Start of Listed entries

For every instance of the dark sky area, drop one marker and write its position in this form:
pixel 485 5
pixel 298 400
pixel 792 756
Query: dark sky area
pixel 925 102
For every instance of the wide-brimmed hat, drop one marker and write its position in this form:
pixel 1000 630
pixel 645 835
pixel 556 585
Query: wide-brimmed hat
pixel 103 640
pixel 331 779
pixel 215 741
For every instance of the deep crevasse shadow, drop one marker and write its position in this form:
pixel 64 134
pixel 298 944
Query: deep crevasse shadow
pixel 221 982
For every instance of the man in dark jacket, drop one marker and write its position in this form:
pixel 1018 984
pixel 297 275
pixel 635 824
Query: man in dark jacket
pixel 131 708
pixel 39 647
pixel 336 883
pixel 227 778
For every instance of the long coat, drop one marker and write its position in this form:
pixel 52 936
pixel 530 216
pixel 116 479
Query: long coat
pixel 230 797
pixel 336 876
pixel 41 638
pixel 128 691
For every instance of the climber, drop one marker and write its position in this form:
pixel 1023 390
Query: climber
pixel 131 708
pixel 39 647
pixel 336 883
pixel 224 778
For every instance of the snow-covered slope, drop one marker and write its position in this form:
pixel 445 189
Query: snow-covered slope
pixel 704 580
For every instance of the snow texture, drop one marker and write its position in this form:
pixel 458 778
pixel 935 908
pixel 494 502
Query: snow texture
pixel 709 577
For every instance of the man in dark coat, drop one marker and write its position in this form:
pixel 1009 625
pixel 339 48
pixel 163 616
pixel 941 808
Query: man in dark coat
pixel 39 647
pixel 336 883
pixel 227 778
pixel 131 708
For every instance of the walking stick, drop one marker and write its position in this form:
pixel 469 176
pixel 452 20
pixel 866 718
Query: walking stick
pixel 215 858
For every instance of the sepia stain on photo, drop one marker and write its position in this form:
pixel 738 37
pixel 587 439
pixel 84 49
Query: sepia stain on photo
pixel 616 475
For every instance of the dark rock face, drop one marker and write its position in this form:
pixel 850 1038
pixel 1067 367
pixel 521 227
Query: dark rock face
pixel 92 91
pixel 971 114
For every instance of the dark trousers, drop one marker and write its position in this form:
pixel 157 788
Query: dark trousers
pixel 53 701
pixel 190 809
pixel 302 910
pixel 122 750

End of Listed entries

## Required task
Could you rewrite the material from the line containing "For every instance of the walking" through the end, substituting "trekking pole" for "walking stick" and keeping everything else the same?

## Answer for the task
For every instance of the trekking pole, drop one marker and write its position in this form:
pixel 469 176
pixel 452 20
pixel 866 718
Query: trekking pole
pixel 215 858
For every instance of the sepia stain on photo, drop one marker and write its position in this form:
pixel 738 37
pixel 587 439
pixel 84 49
Query: sepia stain on photo
pixel 616 475
For every instance of the dark rock face, drop one marker and write its position in this form:
pixel 850 1038
pixel 1067 367
pixel 521 227
Query: dark rock face
pixel 92 91
pixel 971 114
For every instance of the dark trousers, drop one marker and write its position in this form:
pixel 157 788
Query: dark trousers
pixel 53 701
pixel 190 809
pixel 302 910
pixel 122 750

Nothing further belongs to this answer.